Required work | Return the lines of the material below, starting at the one containing "on the armoire" and ending with the one containing "[(46, 317)]", as a JSON list of strings with one string per line. Include both of those lines and leave out any blank lines.

_ _ _

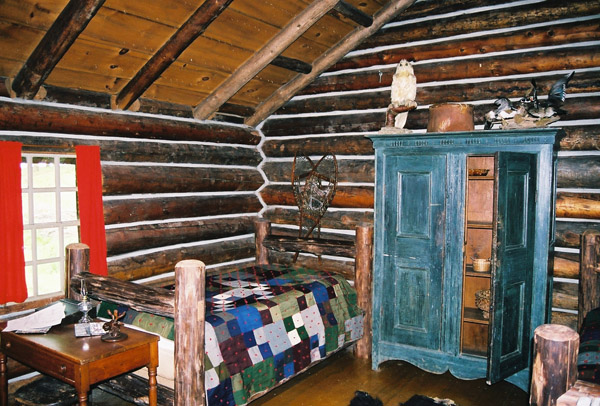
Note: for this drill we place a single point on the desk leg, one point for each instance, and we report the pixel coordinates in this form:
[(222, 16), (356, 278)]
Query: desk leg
[(152, 386), (152, 366), (82, 398), (3, 380)]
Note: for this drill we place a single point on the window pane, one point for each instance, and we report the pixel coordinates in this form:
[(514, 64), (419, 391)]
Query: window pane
[(27, 246), (49, 278), (44, 207), (29, 280), (68, 206), (25, 205), (47, 243), (43, 172), (71, 235), (67, 172)]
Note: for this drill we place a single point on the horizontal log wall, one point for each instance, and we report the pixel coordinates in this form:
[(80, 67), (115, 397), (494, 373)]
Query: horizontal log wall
[(471, 51), (173, 189)]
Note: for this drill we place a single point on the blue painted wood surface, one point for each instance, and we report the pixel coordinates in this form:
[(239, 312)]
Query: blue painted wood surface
[(418, 258)]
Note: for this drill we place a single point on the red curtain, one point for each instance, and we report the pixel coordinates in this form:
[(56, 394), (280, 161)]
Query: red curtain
[(13, 287), (91, 213)]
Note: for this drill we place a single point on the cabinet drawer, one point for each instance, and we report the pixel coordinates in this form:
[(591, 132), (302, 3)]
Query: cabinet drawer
[(43, 361)]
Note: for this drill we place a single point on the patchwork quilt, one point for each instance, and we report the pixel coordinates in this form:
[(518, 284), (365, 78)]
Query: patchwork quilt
[(264, 324)]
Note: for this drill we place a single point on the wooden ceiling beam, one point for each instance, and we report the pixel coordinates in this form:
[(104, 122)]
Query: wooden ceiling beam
[(356, 15), (263, 57), (56, 42), (347, 44), (292, 64), (169, 52)]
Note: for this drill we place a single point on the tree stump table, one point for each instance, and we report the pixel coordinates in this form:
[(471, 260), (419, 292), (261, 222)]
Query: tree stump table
[(555, 349)]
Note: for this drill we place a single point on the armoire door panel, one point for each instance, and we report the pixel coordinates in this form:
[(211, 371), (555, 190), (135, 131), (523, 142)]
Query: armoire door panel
[(514, 258), (415, 201), (413, 297)]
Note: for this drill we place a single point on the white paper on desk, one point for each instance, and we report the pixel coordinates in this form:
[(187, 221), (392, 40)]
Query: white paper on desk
[(46, 317)]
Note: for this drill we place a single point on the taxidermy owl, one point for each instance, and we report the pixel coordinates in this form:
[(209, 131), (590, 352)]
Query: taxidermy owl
[(404, 92)]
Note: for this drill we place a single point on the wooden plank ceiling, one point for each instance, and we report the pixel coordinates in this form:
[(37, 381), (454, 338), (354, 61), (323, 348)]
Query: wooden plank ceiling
[(237, 60)]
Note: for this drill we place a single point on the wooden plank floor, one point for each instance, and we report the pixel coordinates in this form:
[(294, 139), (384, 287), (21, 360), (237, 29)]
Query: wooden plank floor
[(333, 383)]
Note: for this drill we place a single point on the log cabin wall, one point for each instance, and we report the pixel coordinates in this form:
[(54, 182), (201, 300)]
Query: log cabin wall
[(471, 51), (173, 189)]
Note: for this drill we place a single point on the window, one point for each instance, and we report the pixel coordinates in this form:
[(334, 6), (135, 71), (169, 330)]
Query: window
[(50, 219)]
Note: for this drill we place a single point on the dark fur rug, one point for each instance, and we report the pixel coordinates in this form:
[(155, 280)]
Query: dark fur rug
[(364, 399)]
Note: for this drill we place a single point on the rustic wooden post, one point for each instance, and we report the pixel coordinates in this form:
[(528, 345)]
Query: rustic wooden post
[(362, 282), (189, 333), (590, 272), (77, 261), (555, 349), (263, 229)]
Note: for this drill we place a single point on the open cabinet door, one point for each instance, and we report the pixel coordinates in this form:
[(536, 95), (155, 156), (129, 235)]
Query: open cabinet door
[(512, 264)]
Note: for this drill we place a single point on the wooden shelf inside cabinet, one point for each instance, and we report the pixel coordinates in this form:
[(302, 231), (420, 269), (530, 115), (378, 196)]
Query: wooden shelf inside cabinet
[(470, 272), (479, 225), (473, 315)]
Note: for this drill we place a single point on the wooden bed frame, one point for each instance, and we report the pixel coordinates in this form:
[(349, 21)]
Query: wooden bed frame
[(554, 379), (187, 307)]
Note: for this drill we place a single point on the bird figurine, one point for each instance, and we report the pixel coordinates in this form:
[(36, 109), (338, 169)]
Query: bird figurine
[(404, 93), (529, 111)]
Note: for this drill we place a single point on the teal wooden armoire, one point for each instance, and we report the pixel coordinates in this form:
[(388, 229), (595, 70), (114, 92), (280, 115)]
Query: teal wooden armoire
[(441, 201)]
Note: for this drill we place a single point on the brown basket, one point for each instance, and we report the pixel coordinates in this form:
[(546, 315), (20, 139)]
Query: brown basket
[(482, 301)]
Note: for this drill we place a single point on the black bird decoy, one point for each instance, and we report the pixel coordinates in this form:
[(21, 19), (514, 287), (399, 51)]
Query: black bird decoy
[(530, 111)]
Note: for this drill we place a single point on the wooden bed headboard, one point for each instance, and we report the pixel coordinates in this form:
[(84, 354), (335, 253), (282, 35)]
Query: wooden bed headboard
[(187, 307)]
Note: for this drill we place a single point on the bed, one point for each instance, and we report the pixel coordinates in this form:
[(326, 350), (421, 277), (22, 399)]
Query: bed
[(241, 333)]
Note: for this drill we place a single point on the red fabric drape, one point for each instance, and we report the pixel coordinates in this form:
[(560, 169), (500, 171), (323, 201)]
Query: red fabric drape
[(13, 287), (91, 213)]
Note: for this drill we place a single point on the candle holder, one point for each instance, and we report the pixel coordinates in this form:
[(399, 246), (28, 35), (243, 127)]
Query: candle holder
[(84, 306)]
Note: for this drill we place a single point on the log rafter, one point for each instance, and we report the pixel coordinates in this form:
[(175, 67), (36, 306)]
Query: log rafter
[(170, 51), (347, 44), (356, 15), (58, 39), (257, 62)]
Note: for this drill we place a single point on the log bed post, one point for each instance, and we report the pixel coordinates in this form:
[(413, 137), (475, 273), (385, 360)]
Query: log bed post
[(555, 349), (77, 261), (362, 283), (262, 228), (189, 333), (590, 272)]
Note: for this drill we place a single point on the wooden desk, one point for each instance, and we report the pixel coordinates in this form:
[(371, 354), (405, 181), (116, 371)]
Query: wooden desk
[(80, 362)]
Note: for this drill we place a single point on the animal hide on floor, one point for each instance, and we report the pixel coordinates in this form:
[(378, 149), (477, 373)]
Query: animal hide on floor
[(420, 400), (364, 399)]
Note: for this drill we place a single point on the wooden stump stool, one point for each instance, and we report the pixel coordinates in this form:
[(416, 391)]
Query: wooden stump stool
[(555, 350)]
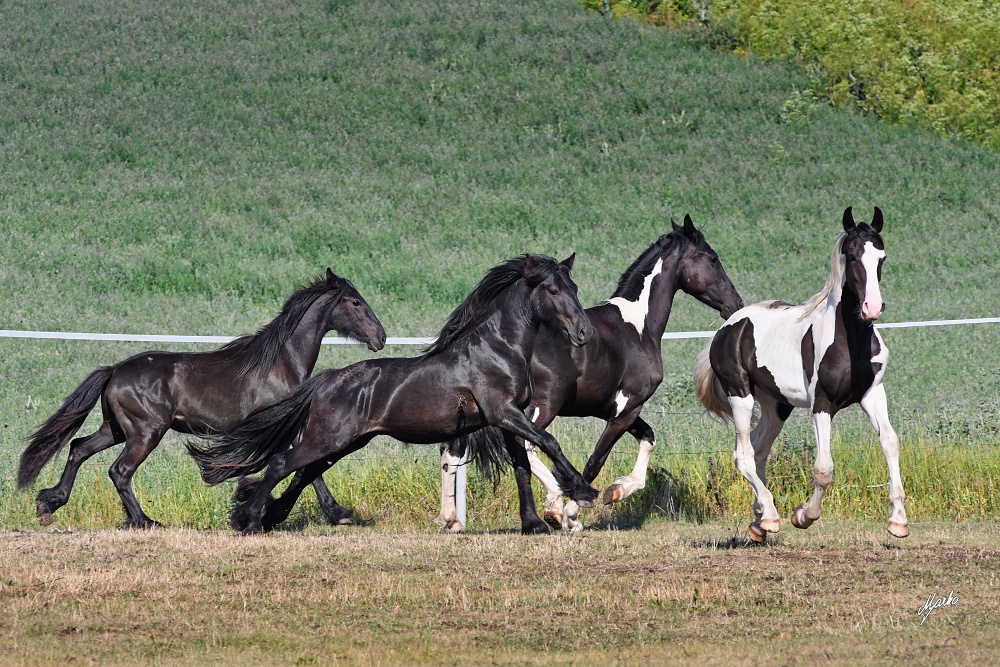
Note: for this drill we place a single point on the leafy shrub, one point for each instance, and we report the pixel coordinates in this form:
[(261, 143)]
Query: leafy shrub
[(934, 63)]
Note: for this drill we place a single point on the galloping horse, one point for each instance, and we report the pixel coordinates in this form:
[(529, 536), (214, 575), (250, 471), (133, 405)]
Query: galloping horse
[(476, 373), (823, 355), (615, 374), (146, 395)]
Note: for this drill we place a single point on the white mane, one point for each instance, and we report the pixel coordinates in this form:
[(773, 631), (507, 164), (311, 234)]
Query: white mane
[(834, 285)]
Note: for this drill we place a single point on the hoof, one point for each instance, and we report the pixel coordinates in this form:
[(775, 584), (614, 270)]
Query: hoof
[(553, 519), (770, 525), (535, 528), (898, 529), (453, 527), (613, 494)]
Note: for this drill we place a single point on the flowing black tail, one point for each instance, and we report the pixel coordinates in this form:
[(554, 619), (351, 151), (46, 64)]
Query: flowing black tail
[(51, 436), (486, 447), (245, 448)]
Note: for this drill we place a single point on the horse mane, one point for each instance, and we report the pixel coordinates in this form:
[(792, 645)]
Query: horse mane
[(262, 348), (481, 301), (672, 242), (833, 284)]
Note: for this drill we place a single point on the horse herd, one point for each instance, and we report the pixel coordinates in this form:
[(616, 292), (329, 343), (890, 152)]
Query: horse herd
[(519, 351)]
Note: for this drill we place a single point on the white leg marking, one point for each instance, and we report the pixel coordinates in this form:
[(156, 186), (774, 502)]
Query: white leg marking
[(634, 312), (625, 486), (621, 400), (822, 471), (875, 406), (448, 518), (764, 509)]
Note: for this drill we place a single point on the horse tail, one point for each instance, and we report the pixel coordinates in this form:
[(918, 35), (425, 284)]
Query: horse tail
[(53, 435), (245, 448), (708, 387), (486, 447)]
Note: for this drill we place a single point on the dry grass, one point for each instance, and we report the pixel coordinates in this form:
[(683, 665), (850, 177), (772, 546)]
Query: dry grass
[(842, 593)]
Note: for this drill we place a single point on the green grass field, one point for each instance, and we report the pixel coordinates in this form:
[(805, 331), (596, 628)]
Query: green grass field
[(183, 167)]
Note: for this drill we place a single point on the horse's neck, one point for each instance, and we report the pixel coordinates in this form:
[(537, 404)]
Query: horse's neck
[(300, 351)]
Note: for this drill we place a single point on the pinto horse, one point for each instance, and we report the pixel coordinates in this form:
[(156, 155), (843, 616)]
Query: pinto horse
[(615, 374), (146, 395), (476, 373), (823, 355)]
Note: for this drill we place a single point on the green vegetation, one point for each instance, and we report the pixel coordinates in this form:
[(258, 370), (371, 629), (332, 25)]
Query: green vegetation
[(933, 63), (183, 167)]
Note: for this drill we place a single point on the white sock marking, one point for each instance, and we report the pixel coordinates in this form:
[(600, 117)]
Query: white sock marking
[(634, 312)]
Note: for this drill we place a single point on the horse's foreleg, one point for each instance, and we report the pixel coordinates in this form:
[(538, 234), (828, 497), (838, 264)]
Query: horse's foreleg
[(448, 518), (530, 523), (625, 486), (875, 406), (767, 520), (570, 480), (806, 515)]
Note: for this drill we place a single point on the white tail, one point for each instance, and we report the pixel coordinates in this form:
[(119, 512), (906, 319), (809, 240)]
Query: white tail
[(708, 387)]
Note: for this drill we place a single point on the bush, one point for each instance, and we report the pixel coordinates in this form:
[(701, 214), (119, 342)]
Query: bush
[(934, 63)]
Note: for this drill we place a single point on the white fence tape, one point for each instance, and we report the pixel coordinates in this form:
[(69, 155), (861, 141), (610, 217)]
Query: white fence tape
[(144, 338)]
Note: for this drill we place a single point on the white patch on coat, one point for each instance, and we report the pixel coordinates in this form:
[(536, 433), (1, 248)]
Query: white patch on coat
[(634, 312), (621, 400)]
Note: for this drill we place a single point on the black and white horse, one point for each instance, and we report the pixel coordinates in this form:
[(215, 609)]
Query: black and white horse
[(823, 355)]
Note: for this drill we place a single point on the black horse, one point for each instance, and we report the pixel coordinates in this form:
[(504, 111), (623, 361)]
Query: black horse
[(476, 373), (146, 395), (616, 373)]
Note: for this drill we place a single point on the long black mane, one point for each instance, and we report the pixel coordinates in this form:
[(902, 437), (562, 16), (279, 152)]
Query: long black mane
[(630, 284), (262, 348), (481, 302)]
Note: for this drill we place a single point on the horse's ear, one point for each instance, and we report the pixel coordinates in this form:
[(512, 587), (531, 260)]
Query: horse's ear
[(877, 220), (689, 229), (849, 223), (332, 279)]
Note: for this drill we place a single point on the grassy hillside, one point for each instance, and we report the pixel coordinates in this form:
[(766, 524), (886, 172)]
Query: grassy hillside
[(182, 167)]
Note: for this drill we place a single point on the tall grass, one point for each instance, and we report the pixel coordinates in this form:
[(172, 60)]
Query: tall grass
[(183, 167)]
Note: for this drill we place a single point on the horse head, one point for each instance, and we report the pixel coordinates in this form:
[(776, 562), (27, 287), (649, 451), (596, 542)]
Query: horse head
[(349, 314), (554, 298), (863, 253), (701, 274)]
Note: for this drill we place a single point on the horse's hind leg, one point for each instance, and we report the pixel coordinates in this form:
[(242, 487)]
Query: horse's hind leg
[(335, 513), (81, 449), (875, 406), (138, 446)]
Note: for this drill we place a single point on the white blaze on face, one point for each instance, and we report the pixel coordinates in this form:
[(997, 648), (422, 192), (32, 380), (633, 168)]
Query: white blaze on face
[(634, 312), (872, 306), (621, 400)]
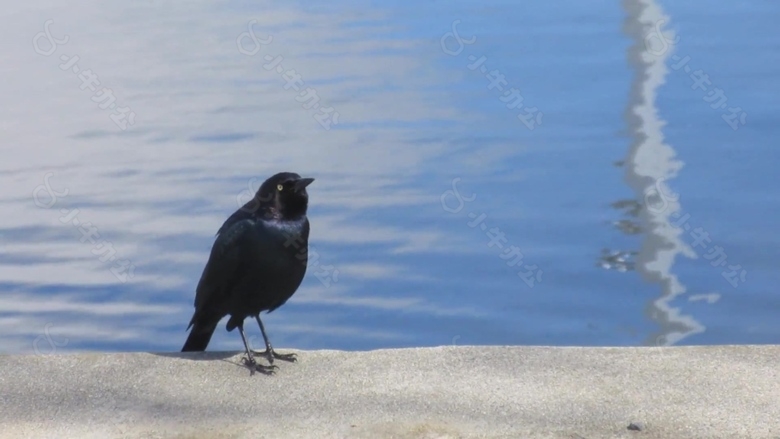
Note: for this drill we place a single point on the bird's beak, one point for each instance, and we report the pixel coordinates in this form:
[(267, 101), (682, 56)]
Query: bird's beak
[(302, 183)]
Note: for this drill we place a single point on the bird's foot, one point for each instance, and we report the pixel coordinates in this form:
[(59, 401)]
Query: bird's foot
[(253, 366), (270, 354)]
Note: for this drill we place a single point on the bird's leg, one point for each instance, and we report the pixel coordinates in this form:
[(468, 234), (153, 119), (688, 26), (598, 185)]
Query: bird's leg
[(269, 350), (250, 361)]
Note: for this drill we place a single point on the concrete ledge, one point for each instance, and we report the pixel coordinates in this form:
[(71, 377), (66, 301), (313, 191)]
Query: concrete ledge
[(448, 392)]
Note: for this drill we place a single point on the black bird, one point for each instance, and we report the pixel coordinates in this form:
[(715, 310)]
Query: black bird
[(257, 262)]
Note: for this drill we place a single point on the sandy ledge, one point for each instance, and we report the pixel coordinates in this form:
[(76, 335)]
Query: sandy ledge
[(433, 393)]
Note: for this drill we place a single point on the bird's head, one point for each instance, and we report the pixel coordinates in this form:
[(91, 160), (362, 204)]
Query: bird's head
[(283, 196)]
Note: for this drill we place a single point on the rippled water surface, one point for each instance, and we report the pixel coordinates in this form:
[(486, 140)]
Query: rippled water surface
[(623, 210)]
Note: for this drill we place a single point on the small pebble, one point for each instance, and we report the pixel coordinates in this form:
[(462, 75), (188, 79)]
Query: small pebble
[(636, 426)]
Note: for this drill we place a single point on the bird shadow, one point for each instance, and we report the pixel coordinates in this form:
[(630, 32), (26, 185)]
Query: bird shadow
[(225, 356)]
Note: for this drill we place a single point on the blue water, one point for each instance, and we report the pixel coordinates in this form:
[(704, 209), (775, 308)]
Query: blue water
[(421, 149)]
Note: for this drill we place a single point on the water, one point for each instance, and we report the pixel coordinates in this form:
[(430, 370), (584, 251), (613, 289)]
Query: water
[(577, 195)]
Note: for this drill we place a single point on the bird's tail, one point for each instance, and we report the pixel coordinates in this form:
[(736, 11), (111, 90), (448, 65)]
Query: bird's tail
[(199, 337)]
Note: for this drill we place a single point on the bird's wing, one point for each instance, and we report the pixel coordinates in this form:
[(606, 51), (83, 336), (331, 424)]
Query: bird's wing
[(225, 263)]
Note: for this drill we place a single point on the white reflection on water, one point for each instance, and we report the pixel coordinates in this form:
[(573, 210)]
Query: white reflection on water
[(650, 163)]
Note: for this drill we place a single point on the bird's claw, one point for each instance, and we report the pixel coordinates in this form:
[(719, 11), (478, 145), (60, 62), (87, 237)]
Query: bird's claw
[(291, 357), (254, 367)]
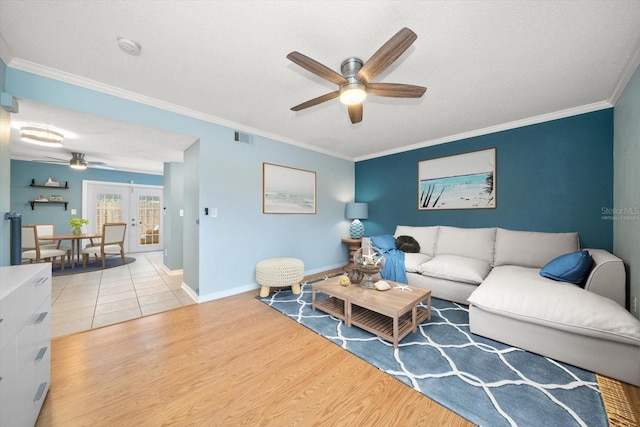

_ _ _

Result for this task |
[
  "Note: for this drill we place a single point on the armoire door panel, one point for each instance, and we report the pixel coordinates in this form:",
  "[(211, 371), (555, 190), (135, 131), (523, 142)]",
  "Query: armoire door panel",
  "[(514, 258), (415, 201), (413, 297)]",
  "Note: for this drill we place a single point on the white paper on desk, one point for each instance, and we report the pixel coordinates in this form:",
  "[(187, 221), (392, 40)]",
  "Query: white paper on desk",
  "[(46, 317)]"
]